Aim of the exercise –
Repeat the entries that follow, exactly as they are written.

Referring expression data:
◇ ◇ ◇

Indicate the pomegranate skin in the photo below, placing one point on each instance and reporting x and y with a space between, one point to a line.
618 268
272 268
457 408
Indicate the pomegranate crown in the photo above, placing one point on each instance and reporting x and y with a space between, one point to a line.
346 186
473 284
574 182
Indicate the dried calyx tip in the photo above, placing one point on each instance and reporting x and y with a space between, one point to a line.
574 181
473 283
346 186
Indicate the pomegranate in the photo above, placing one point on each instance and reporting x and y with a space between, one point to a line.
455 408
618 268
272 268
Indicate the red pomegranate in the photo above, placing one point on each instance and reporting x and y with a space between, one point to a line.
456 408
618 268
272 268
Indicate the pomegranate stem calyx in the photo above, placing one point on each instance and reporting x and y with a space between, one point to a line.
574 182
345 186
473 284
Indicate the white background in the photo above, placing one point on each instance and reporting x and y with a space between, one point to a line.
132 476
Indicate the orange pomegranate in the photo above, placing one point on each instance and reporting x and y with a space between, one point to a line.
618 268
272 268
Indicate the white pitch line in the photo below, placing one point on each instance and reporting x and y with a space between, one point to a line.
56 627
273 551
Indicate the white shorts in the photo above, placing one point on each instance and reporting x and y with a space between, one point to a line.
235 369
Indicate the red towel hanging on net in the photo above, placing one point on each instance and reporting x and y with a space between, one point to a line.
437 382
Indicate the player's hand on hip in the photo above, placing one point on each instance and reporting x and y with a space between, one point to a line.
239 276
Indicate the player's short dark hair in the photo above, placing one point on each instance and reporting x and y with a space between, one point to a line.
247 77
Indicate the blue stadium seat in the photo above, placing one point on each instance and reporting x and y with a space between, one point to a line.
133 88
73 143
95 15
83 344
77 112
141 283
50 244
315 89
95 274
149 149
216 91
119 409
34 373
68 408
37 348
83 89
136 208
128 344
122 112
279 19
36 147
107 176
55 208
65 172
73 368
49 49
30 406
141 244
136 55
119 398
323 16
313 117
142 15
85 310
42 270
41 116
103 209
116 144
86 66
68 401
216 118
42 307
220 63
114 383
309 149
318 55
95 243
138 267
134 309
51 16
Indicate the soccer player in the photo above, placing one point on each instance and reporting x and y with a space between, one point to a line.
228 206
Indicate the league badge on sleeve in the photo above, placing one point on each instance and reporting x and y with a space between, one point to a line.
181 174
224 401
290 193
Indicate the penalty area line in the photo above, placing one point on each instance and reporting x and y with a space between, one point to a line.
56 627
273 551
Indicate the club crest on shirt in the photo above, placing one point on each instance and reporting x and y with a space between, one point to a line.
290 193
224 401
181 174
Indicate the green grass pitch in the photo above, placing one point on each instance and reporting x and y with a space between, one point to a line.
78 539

◇ ◇ ◇

Task solution –
Indicate the pomegranate skin in the photo below, placing one point on each instance and reporting x and y with a space between, one point to a line.
618 268
272 268
457 408
Indicate the pomegranate crown in the photo above, placing one point on each instance and reporting x and y with a space between, one point to a line.
346 186
473 284
574 182
Indicate the dried calyx tip in the photo above, placing one point on each instance and reporting x and y with a space between, one point to a line.
574 181
473 283
346 186
Indicate the pomegranate in the photo above, placing one point on each instance and reporting x and y with a space between, one point to a line.
455 408
618 268
272 268
Indicate the red pomegranate in the photo above, placing one point on each instance and reporting x and y with a space between, one point to a line.
456 408
618 268
272 268
Indicate the pomegranate stem calyx in the photo above, placing one point on each instance and reporting x and y with a space between, one point to a line.
574 182
345 186
473 284
Indicate the white background in the photo above, placing one point on each instance and reporting x and y with a space between, one point to a line.
132 476
Indicate the orange pomegranate in the photo above, placing one point on each instance and reporting x and y with a space between, one point to a line.
618 268
272 268
Indicate the white pitch line in the photo below, placing one point on each instance and reporting x and y with a space between, one point to a line.
56 627
273 551
Indicate the white shorts in the photo above, placing one point on each instance and reporting x and y with a space between, one point to a line.
235 369
Indicate the red towel hanging on net in the photo above, placing one point on each instance and reporting x and y with a space between, one point to a line.
437 382
Indicate the player's hand on hip in the photo above, placing one point on each instance and reporting x and y with a space between, one point to a line.
239 276
Indicate the player's short dark hair in the photo above, placing one point on each instance and reporting x and y with a space between, one point to a line.
247 77
Indicate the blue stadium seat in the photo above, placing one point on each instance and reporting x and y with a space between, one point to a line.
133 88
73 143
95 15
83 344
77 112
141 283
50 244
315 89
95 274
149 149
216 91
119 409
34 373
68 408
37 348
83 89
136 208
128 344
122 112
279 19
36 147
107 176
55 208
65 172
73 368
49 49
30 406
141 244
136 55
119 398
323 16
313 117
142 15
85 310
42 270
41 116
103 209
116 144
86 66
68 401
216 118
42 307
220 63
114 383
309 149
318 55
95 243
138 267
134 309
51 16
Indicate the soccer player in the photo above, placing one point on each instance and reporting x and y with a space between, one point to a line.
228 206
Indicate the league badge on sleeve in the photo above, placing one point on each instance and reporting x and y with a space between, one point to a line.
181 174
224 401
290 193
Indicate the penalty area line in the photo above, placing one point on each instance and reporting x and y with a space between, one point to a line.
56 627
273 551
Indicate the club crest on shirt in the photo above, placing one point on each instance and reporting x and y with a space between, one point to a line.
290 193
224 401
181 174
Indicate the green grass pitch in the photo above, placing one point on each instance and reporting x and y with a space between, one point to a line.
78 539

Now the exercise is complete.